** Start of Source text **

# Difference between revisions of "2009 AMC 10A Problems"

## Problem 1

One can holds $12$ ounces of soda. What is the minimum number of cans needed to provide a gallon (128 ounces) of soda? $a)\, 7\qquad b)\, 8\qquad c)\, 9\qquad d)\, 10\qquad e)\, 11$

## Problem 2

Four coins are picked out of a piggy bank that contains a collection of pennies, nickels, dimes and quarters. Which of the following could not be the total value of the four coins, in cents?

$a)\, 15\qquad b)\, 25\qquad c)\, 35\qquad d)\, 45\qquad e)\, 55$

## Problem 3

Which of the following is equal to $1 + \frac{1}{1+\frac{1}{1+1}}$?

** End of Source text **
** Start of Extracted information **

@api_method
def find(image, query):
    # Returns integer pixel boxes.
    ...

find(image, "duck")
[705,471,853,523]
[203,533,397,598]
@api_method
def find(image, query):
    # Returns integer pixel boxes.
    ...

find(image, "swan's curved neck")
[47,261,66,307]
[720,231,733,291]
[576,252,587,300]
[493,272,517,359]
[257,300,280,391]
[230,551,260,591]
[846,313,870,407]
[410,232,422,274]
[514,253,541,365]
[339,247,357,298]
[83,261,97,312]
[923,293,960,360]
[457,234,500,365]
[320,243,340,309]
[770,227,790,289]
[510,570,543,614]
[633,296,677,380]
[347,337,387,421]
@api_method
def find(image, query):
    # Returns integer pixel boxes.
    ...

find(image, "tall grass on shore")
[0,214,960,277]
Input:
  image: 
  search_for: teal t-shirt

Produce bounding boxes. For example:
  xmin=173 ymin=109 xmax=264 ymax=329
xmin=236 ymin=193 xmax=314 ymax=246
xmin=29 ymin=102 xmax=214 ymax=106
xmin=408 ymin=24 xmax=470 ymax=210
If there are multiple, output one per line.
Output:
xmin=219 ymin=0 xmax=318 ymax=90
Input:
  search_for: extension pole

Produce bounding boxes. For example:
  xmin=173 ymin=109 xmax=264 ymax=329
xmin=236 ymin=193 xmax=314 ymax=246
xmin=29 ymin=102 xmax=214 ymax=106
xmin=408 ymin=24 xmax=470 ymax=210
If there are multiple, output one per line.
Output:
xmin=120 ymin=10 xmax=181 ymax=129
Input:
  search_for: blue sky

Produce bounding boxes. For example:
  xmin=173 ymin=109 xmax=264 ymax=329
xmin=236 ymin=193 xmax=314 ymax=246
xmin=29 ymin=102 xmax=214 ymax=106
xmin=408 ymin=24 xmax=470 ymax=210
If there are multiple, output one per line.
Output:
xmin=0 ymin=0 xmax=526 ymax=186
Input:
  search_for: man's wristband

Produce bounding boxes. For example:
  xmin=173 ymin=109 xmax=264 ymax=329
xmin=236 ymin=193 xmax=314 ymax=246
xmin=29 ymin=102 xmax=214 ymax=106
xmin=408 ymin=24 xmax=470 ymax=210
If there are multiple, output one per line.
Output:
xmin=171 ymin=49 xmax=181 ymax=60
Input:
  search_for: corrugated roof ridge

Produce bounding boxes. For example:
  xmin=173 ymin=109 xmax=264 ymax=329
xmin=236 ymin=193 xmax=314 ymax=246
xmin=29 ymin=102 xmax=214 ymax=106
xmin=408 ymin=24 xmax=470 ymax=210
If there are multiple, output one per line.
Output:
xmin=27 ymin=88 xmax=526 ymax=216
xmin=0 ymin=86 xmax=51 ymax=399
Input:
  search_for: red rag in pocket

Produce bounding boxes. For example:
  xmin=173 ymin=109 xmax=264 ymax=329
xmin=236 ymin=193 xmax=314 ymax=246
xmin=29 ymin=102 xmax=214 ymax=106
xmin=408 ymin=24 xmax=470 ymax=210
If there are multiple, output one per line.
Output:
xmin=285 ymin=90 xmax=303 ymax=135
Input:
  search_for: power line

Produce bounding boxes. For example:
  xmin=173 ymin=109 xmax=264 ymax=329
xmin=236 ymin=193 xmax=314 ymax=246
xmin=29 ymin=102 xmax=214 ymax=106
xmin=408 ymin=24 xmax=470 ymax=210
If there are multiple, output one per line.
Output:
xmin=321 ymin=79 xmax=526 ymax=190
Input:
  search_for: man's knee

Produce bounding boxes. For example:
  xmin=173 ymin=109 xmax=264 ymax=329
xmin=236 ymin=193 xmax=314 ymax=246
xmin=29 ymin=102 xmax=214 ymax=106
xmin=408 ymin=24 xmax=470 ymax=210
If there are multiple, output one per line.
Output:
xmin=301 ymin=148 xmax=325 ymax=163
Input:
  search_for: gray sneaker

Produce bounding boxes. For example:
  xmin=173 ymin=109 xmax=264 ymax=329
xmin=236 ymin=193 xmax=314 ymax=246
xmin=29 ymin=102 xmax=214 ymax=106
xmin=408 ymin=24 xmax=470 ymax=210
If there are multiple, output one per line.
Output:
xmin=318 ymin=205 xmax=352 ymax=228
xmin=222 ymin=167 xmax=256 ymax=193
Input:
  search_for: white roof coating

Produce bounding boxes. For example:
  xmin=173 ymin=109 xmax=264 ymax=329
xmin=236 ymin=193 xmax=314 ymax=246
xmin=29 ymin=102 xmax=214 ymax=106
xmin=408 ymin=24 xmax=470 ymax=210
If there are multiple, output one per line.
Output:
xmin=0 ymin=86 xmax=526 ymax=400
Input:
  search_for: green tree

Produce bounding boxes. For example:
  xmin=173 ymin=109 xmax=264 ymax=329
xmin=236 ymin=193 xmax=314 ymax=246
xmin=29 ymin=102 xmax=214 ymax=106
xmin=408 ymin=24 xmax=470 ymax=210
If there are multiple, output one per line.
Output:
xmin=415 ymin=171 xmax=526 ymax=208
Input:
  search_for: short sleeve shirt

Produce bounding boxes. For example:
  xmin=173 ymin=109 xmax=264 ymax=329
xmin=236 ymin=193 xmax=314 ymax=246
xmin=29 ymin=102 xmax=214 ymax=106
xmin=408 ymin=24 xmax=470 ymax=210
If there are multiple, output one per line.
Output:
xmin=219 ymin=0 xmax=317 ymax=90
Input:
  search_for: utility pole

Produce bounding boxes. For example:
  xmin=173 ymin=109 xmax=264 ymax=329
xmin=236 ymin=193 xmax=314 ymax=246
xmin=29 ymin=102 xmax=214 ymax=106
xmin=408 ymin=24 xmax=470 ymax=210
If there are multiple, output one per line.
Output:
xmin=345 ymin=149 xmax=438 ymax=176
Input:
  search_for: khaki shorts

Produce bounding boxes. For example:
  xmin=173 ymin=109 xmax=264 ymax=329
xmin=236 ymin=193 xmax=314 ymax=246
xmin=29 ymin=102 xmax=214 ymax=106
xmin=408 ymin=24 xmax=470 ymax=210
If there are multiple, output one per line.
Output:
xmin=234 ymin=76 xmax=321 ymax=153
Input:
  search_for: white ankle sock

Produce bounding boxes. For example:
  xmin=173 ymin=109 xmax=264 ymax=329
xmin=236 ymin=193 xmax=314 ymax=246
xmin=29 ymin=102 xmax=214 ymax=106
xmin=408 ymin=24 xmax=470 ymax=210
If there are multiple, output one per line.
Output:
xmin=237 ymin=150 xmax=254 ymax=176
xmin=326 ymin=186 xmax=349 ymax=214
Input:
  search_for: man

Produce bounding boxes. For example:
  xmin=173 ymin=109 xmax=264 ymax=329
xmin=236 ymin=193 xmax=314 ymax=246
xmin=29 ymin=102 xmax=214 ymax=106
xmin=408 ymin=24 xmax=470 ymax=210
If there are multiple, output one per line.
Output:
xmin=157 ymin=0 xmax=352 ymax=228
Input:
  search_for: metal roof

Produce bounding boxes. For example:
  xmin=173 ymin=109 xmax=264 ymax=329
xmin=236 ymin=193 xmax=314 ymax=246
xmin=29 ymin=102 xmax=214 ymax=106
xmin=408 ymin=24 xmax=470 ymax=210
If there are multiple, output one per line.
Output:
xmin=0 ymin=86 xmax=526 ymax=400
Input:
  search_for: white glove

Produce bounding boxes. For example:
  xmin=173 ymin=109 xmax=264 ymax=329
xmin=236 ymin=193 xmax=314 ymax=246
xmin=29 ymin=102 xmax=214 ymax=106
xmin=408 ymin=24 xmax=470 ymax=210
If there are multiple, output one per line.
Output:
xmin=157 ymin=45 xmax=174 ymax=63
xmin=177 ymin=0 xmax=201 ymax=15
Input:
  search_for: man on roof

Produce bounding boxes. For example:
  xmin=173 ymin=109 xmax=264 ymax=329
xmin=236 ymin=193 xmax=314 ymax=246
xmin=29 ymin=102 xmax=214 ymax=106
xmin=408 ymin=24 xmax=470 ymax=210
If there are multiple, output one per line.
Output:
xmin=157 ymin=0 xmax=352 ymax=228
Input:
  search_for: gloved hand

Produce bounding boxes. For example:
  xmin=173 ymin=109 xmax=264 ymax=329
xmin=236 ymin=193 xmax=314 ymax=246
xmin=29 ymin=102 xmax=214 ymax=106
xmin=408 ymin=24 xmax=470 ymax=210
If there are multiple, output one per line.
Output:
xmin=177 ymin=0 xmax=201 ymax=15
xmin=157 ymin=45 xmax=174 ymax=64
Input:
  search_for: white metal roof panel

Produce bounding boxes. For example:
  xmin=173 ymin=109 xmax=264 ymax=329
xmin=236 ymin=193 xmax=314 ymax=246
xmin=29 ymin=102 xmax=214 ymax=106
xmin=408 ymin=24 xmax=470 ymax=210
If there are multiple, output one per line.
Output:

** End of Extracted information **

**Stated problem 1:** According to the 2009 AMC 10A problems page, how many ounces are in a gallon?
**Stated problem 2:** Resume the 2009 AMC 10A problems page after its last line.

**Right answer 1:** 128 ounces.

**Right answer 2:**
$a)\, \frac{5}{4}\qquad b)\, \frac{3}{2}\qquad c)\, \frac{5}{3}\qquad d)\, 2\qquad e)\, 3$

## Problem 4

Eric plans to compete in a triathalon. He can average $2$ miles per hour in the $\frac{1}{4}$-mile swim and $6$ miles per hour in the $3$-mile run. His goal is to finish the triathlon in $2$ hours. To accomplish his goal what must his average speed in miles per hour, be for the $15$-mile bicycle ride?

$a)\, \frac{120}{11}\qquad b)\, 11\qquad c)\, \frac{56}{5}\qquad d)\, \frac{45}{4}\qquad e)\, 12$

## Problem 5

What is the sum of the digits of the square of $111,111,111$?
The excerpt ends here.